SHORT PROBLEM 1
In the habitat-quality passage, why is the Ecological Protection Scenario matched to SSP1-2.6?
SHORT PROBLEM 2
Rewrite the habitat-quality passage starting at "Table 1. Parameters" and ending at "to habitat types.", changing "Linear Decay" to "Stepwise Decay" throughout.

SUPPLIED TEXT
Following the InVEST user manual and relevant literature [20,29,47,48,59], this study specified the threat parameters for each habitat type, including source category, distance, weight, maximum influence range, and sensitivity (

Table 1. Parameters related to threat sources.

Threat Factor	Maximum Impact Distance/km	Weight	Distance Decay Function
Agricultural Land	2	0.5	Linear Decay
Used Area	4	0.8	Exponential Decay
Barren	2	0.5	Linear Decay

and

Table 2. Parameters related to habitat types.

Land-Use Types	Habitat Suitability	Agricultural Land	Used Area	Barren
Used Area	0	0	0	0
Agricultural Land	0.4	0.2	0.7	0.5
Forest	1	0.6	0.8	0.7
Grass	0.6	0.6	0.75	0.4
Wetland	0.8	0.5	0.7	0.6
Barren	0	0	0	0
Water	0.9	0.4	0.8	0.6

). The habitat quality index was classified into five levels using the equal-interval method [31].

2.3.3. Scenario Setting

This study categorizes future development scenarios into three types: 1. Ecological Protection Scenario—prioritizes ecological preservation and promotes a green, sustainable development path based on environmental safeguards; 2. Inertial Development Scenario—maintains the current development trajectory without major policy adjustments, reflecting a trend of continuous expansion; 3. Economic Priority Scenario—emphasizes rapid economic growth driven by extensive fossil fuel consumption and unregulated urban sprawl [30,33]. The definitions of the Shared Socio-economic Pathways (SSPs) provided by the Korea Ministry of Environment are consistent with these scenarios: SSP1-2.6 represents an environmentally friendly path with minimal fossil fuel use and rapid deployment of renewable energy; SSP2-4.5 reflects a moderate approach in both climate mitigation and socio-economic development; SSP5-8.5 describes an aggressive economic expansion pathway with high fossil fuel dependence and extensive urbanization. Accordingly, the Ecological Protection Scenario corresponds to SSP1-2.6, the Inertial Development Scenario to SSP2-4.5, and the Economic Priority Scenario to SSP5-8.5.

RECORDS PROVIDED

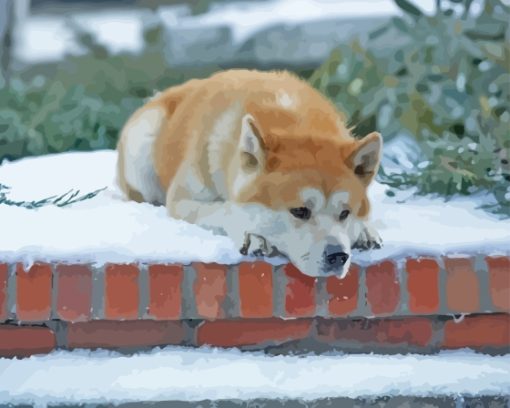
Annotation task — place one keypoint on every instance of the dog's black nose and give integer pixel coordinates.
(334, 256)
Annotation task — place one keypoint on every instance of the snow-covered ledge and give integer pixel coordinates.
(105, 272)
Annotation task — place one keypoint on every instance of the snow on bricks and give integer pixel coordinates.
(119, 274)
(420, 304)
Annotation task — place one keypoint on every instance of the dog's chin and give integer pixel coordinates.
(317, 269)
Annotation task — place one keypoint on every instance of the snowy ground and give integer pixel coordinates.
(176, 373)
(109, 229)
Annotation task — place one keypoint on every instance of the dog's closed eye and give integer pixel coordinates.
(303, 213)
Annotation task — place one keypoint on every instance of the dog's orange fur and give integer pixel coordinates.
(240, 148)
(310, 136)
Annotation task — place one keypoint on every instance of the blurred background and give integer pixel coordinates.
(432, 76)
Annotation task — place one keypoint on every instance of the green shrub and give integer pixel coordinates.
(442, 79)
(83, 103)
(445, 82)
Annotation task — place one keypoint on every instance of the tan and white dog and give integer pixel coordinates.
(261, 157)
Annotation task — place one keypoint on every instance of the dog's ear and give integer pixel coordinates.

---

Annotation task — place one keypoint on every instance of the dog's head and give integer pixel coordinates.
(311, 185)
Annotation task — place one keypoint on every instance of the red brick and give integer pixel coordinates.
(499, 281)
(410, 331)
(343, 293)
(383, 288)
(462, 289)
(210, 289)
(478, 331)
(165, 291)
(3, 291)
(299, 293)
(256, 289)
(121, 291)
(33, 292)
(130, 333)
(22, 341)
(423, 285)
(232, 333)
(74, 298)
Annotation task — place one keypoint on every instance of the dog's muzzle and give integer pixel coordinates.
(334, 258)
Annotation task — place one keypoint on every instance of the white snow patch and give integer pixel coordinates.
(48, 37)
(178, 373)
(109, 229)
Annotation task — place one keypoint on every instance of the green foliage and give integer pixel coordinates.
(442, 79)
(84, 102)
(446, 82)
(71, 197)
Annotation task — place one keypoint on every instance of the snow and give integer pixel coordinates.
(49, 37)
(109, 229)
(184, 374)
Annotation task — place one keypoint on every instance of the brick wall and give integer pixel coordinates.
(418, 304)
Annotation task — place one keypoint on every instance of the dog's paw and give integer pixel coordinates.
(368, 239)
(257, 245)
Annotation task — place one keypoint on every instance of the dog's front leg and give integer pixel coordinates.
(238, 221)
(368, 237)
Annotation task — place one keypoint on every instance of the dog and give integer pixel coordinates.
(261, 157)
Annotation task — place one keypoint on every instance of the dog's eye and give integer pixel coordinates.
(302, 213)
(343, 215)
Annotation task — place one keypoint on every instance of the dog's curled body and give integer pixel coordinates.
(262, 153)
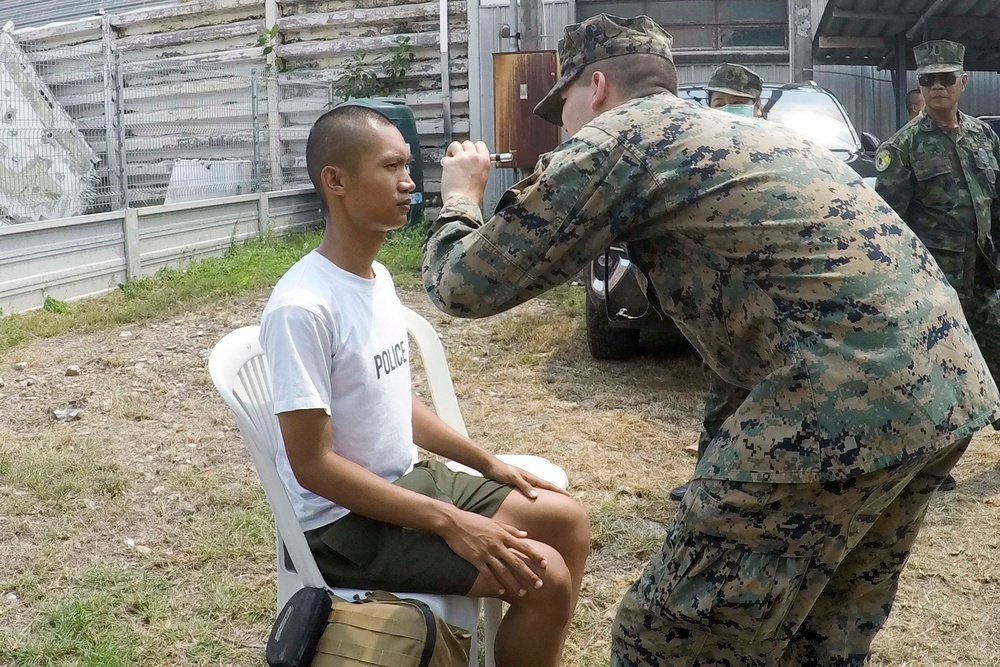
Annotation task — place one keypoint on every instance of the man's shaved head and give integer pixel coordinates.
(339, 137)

COMPLETE ANSWER 1
The Korea Ministry of Environment's SSP definitions are consistent with the study's scenarios. SSP1-2.6 is defined as an environmentally friendly path with minimal fossil fuel use and rapid deployment of renewable energy. That matches the Ecological Protection Scenario's priority on ecological preservation and a green, sustainable development path.

COMPLETE ANSWER 2
Table 1. Parameters related to threat sources.

Threat Factor	Maximum Impact Distance/km	Weight	Distance Decay Function
Agricultural Land	2	0.5	Stepwise Decay
Used Area	4	0.8	Exponential Decay
Barren	2	0.5	Stepwise Decay

and

Table 2. Parameters related to habitat types.